> [Exercise] Write out the data in full, exactly as shown.

> [Dataset extract]

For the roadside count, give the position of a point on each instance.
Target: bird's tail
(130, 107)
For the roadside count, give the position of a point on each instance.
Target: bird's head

> [Response area]
For the roadside count, give the position of a point on each instance.
Target: bird's tail
(130, 107)
For the roadside count, give the position of a point on each instance.
Target: bird's head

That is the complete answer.